# [PROBLEM DESCRIPTION]
Extract every line of the listing below verbatim, omitting the pictures.

— start —

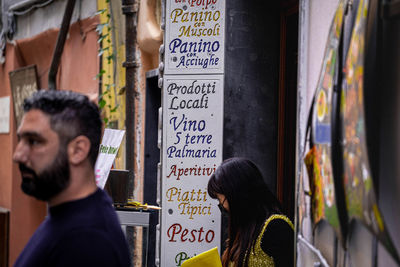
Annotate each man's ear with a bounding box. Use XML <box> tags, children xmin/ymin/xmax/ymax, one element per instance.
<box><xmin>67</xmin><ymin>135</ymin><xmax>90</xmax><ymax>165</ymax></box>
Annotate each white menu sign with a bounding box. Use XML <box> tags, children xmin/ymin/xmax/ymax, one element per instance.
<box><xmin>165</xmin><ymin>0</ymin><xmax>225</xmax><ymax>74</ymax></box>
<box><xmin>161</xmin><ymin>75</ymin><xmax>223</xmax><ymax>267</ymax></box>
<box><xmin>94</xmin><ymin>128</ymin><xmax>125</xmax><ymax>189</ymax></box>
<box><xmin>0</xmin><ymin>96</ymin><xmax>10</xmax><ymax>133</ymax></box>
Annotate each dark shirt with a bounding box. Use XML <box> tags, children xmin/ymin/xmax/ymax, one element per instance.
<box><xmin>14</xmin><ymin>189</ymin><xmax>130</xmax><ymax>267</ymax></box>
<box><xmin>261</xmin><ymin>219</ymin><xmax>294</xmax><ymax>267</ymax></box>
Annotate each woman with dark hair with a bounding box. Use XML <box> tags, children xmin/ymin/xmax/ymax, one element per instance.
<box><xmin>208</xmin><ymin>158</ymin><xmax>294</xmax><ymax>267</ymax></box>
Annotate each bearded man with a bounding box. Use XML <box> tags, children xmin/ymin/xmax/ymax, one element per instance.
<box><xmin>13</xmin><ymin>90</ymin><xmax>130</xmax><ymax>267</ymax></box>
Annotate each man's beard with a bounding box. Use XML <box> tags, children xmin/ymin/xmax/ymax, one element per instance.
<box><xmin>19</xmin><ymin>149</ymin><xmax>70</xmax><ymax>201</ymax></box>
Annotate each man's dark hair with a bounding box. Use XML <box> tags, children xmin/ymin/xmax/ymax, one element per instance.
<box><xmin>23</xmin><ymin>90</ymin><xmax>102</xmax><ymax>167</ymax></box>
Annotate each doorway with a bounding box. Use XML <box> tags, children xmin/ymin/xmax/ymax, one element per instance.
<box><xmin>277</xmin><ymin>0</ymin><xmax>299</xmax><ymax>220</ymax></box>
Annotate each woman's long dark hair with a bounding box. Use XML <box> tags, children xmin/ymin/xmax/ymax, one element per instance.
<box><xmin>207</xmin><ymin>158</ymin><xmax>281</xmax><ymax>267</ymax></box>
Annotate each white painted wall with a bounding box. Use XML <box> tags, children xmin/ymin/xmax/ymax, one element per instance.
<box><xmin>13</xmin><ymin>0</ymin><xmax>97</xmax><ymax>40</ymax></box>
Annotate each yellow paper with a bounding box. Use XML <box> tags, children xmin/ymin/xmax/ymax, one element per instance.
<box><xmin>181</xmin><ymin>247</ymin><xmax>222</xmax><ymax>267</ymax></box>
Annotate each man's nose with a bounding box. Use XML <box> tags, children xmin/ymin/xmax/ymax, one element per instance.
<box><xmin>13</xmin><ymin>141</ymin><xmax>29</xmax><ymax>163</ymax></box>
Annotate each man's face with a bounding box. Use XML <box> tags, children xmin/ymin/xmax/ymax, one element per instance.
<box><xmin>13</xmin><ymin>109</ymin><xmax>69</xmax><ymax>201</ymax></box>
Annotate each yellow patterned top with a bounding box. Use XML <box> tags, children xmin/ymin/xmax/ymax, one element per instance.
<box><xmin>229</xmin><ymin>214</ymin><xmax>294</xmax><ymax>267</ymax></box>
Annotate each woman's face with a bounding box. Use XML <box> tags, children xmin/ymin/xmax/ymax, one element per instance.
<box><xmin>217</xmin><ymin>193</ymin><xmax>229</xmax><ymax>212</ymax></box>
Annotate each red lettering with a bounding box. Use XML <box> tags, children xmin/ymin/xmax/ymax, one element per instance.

— end —

# [TASK OUTPUT]
Annotate each man's ear with a bounding box. Use XML <box> tags, children xmin/ymin/xmax/ymax, one element per instance.
<box><xmin>67</xmin><ymin>135</ymin><xmax>90</xmax><ymax>165</ymax></box>
Annotate each white menu sign with a bounding box. Use XML <box> tags, children xmin/ymin/xmax/ymax, one element per instance.
<box><xmin>165</xmin><ymin>0</ymin><xmax>225</xmax><ymax>74</ymax></box>
<box><xmin>161</xmin><ymin>75</ymin><xmax>223</xmax><ymax>267</ymax></box>
<box><xmin>94</xmin><ymin>128</ymin><xmax>125</xmax><ymax>189</ymax></box>
<box><xmin>0</xmin><ymin>96</ymin><xmax>10</xmax><ymax>133</ymax></box>
Annotate each dark shirt with a bounding box. Use XML <box> tags, children xmin/ymin/xmax/ymax, one element per instance.
<box><xmin>14</xmin><ymin>189</ymin><xmax>130</xmax><ymax>267</ymax></box>
<box><xmin>261</xmin><ymin>219</ymin><xmax>294</xmax><ymax>267</ymax></box>
Annotate each woman with dark hair with a bounding box. Use XML <box> tags, children xmin/ymin/xmax/ymax, one element per instance.
<box><xmin>208</xmin><ymin>158</ymin><xmax>294</xmax><ymax>267</ymax></box>
Annotate each bearded man with a bounding box. Use XML <box> tags, children xmin/ymin/xmax/ymax, one element per instance.
<box><xmin>13</xmin><ymin>90</ymin><xmax>130</xmax><ymax>267</ymax></box>
Annotate each man's beard with a bounding box. Use XML <box> tags, children xmin/ymin/xmax/ymax, one element per instance.
<box><xmin>19</xmin><ymin>149</ymin><xmax>70</xmax><ymax>201</ymax></box>
Annotate each man's dark hair with a bounding box. Use XML <box> tags, children xmin/ymin/xmax/ymax, one element per instance.
<box><xmin>23</xmin><ymin>90</ymin><xmax>102</xmax><ymax>167</ymax></box>
Annotate each doorway with a bounding box. Use XML <box> tags, children xmin/ymin/xmax/ymax, one element per instance.
<box><xmin>277</xmin><ymin>0</ymin><xmax>299</xmax><ymax>220</ymax></box>
Annotate each woman's long dark hair with a bounding box. Use XML <box> tags, children xmin/ymin/xmax/ymax, one element per instance.
<box><xmin>207</xmin><ymin>158</ymin><xmax>281</xmax><ymax>267</ymax></box>
Annotate each white painted wall with a bounding box. Use XML <box> tags, children xmin/ymin/xmax/ymax, one element per instance.
<box><xmin>13</xmin><ymin>0</ymin><xmax>97</xmax><ymax>40</ymax></box>
Annotate each yellow paper with a bounding box. Use XML <box> tags, children xmin/ymin/xmax/ymax, one element per instance.
<box><xmin>181</xmin><ymin>247</ymin><xmax>222</xmax><ymax>267</ymax></box>
Annotate each man's nose with a bounding box. Use XML <box> tags, children xmin/ymin/xmax/ymax, one element per instance.
<box><xmin>13</xmin><ymin>141</ymin><xmax>29</xmax><ymax>163</ymax></box>
Annotate each man's face with a bounding box. Use XML <box> tags, children xmin/ymin/xmax/ymax, one element per instance.
<box><xmin>13</xmin><ymin>109</ymin><xmax>69</xmax><ymax>201</ymax></box>
Annotate each yellow patterned top with a bounding box. Use XML <box> tags, children xmin/ymin/xmax/ymax, one element per instance.
<box><xmin>229</xmin><ymin>214</ymin><xmax>294</xmax><ymax>267</ymax></box>
Annotate each woman's face with a bounding box. Use XML <box> tags, children xmin/ymin/xmax/ymax, one element per instance.
<box><xmin>217</xmin><ymin>193</ymin><xmax>229</xmax><ymax>212</ymax></box>
Annotate each red lettering with a bounding box. Use XML <box> tags, children xmin/ymin/xmax/ymax, one element per instance.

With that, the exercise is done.